Set problem 1
Using the passage on folk music below, decide whether each statement agrees with it. Answer yes or no for each, and quote the deciding words of the text. (a) The writer found The Drowned Lover in a 1916 collection by Cecil J Sharp. (b) The writer traces the uneasiness about folk music to the woollens and the beards. (c) The piece affected the writer on two levels.

Folk music has always given me a deeply queasy uneasiness. It's not the woollens, or the beards, or the homeliness. It's a sense of a deeper sickness - a need in the folky to return to a lost utopia. An older, better, happier place of low technology and simple elemental honesty. No cars, no iPhones, no plastic. Also no confusing multi-culturalism, no votes for women, no antibiotics. No health and safety, unions, NHS or child help-line. A craving for the sickly, warm glow of ignorant nostalgia for a time and place never experienced but enshrined in song and nationalism.

That being said there is an enormous store of beautiful folk music that has been collected over the years and much of it telling tales of the hardship of life in the past. Some of that hardship is taken to the point of horror with all the adherent superstition of my poor uneducated forebears.

After a number of months on the lookout for an English folksong or folk story that I could retell I found The Drowned Lover in Cecil J Sharp's seminal collection from 1916 One Hundred English Folk Songs.

                The piece had an immediate impact on me on two levels.

Supplied material
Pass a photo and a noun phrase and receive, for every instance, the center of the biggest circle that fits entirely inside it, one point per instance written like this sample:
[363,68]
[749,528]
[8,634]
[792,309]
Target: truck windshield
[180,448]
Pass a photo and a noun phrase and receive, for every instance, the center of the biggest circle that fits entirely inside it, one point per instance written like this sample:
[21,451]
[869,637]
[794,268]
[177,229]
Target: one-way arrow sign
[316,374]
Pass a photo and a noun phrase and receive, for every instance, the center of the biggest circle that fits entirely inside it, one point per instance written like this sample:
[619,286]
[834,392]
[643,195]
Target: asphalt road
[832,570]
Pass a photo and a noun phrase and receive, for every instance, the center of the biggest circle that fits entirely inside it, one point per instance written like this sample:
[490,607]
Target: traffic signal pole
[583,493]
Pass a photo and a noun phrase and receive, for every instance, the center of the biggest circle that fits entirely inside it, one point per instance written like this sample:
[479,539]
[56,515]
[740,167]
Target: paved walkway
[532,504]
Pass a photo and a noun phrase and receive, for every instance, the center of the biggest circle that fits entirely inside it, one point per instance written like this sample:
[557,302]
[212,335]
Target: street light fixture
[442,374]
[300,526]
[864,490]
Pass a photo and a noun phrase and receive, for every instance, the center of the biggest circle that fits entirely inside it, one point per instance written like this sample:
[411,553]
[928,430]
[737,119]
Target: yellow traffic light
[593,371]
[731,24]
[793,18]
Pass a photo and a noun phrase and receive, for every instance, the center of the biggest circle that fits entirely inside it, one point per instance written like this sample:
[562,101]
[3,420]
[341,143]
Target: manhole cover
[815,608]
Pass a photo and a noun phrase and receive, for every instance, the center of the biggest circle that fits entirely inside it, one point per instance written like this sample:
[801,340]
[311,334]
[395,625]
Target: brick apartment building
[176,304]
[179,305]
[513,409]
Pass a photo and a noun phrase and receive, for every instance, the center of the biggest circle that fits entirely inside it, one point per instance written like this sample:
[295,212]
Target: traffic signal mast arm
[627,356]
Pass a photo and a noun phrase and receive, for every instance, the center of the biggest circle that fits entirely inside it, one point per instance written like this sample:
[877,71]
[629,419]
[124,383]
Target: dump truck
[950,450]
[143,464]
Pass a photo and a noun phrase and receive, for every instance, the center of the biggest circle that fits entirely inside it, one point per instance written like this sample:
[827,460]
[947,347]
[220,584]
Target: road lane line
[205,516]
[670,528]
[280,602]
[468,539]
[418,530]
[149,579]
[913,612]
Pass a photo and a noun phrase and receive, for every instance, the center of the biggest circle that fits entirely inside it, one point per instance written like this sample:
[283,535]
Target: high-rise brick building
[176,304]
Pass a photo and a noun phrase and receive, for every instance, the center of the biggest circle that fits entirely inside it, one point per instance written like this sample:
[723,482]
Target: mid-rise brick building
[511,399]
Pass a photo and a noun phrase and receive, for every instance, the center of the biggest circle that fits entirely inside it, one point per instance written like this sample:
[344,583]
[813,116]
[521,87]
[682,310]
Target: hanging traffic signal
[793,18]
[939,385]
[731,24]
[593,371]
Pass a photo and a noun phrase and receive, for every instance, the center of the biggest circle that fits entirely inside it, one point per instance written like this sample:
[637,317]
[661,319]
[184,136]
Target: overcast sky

Set problem 2
Locate each line in the records above that contains the word "road", and copy those lines.

Written response 1
(a) Yes: "I found The Drowned Lover in Cecil J Sharp's seminal collection from 1916 One Hundred English Folk Songs."
(b) No: "It's not the woollens, or the beards, or the homeliness."
(c) Yes: "The piece had an immediate impact on me on two levels."

Written response 2
Target: asphalt road
Target: road lane line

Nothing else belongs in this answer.